## RECORD EXCERPTS
* * * * * * *
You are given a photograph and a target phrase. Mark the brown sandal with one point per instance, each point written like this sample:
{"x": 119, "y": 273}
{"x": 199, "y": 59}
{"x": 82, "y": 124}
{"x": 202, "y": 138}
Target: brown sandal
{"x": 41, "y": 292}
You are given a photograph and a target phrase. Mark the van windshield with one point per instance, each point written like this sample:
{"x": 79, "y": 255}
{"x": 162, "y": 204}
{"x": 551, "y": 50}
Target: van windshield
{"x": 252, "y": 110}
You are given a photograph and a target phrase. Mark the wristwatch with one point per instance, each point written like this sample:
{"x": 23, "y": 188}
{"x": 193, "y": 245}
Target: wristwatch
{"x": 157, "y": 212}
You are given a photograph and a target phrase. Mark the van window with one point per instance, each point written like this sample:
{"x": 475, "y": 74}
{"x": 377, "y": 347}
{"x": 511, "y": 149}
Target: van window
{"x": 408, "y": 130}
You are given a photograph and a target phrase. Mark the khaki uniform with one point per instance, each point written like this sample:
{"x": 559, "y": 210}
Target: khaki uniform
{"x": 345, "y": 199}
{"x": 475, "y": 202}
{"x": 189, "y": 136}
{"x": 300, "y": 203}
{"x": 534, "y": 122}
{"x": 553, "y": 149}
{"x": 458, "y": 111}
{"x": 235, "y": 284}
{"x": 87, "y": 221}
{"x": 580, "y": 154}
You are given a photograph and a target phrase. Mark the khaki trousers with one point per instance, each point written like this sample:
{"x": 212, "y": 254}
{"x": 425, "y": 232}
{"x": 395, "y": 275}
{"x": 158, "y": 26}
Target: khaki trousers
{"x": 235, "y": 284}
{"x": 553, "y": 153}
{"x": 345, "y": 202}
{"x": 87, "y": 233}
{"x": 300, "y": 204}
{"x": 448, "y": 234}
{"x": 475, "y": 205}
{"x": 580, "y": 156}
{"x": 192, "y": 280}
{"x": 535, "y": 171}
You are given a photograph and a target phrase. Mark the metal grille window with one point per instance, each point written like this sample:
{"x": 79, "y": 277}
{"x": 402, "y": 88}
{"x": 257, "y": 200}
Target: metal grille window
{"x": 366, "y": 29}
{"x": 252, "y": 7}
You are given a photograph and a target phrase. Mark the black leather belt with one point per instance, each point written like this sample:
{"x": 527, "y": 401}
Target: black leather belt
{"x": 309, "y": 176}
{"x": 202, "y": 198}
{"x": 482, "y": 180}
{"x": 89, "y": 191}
* * * * * * *
## EXERCISE REQUIREMENTS
The listing must be repeated in full, with nothing altered.

## ANSWER
You are given a photograph and a target phrase. Mark the brown sandal with one point per instance, each point written like this sample:
{"x": 119, "y": 273}
{"x": 199, "y": 59}
{"x": 82, "y": 124}
{"x": 202, "y": 138}
Target: brown sandal
{"x": 41, "y": 292}
You are given a photograph and a target phrase. Mark the van windshield with one point per instance, each point written like this sample:
{"x": 79, "y": 255}
{"x": 162, "y": 204}
{"x": 551, "y": 50}
Target: van windshield
{"x": 252, "y": 110}
You are given a photograph and a target phrase. Mark the wristwatch with one point per instance, each point written like this sample:
{"x": 23, "y": 188}
{"x": 193, "y": 245}
Target: wristwatch
{"x": 157, "y": 212}
You are given a photograph and a target phrase. Mark the van window with one point per instance, each point written like this sample:
{"x": 475, "y": 74}
{"x": 377, "y": 347}
{"x": 511, "y": 149}
Target: van window
{"x": 408, "y": 130}
You are given a photograph and a target phrase. Mark the khaki uniform with one point per instance, each point written like this sample:
{"x": 559, "y": 210}
Target: khaki uniform
{"x": 345, "y": 199}
{"x": 475, "y": 202}
{"x": 189, "y": 136}
{"x": 300, "y": 203}
{"x": 534, "y": 122}
{"x": 553, "y": 149}
{"x": 458, "y": 111}
{"x": 235, "y": 284}
{"x": 87, "y": 221}
{"x": 580, "y": 154}
You are given a photograph and a target phrase. Mark the khaki trousers with one point per instance, each point written like this sample:
{"x": 212, "y": 254}
{"x": 425, "y": 232}
{"x": 395, "y": 275}
{"x": 158, "y": 26}
Target: khaki trousers
{"x": 235, "y": 284}
{"x": 553, "y": 153}
{"x": 345, "y": 202}
{"x": 87, "y": 233}
{"x": 300, "y": 204}
{"x": 448, "y": 234}
{"x": 475, "y": 205}
{"x": 580, "y": 156}
{"x": 192, "y": 280}
{"x": 535, "y": 171}
You are given a photograph and a target phrase. Mark the metal grille window with one point per instance, each point written like this sample:
{"x": 79, "y": 277}
{"x": 402, "y": 88}
{"x": 257, "y": 200}
Target: metal grille window
{"x": 366, "y": 29}
{"x": 252, "y": 7}
You are given a photograph and a target phrase. Mark the black leather belt with one point per instance, each point written like this sample:
{"x": 527, "y": 401}
Target: black leather belt
{"x": 309, "y": 176}
{"x": 202, "y": 198}
{"x": 482, "y": 180}
{"x": 89, "y": 191}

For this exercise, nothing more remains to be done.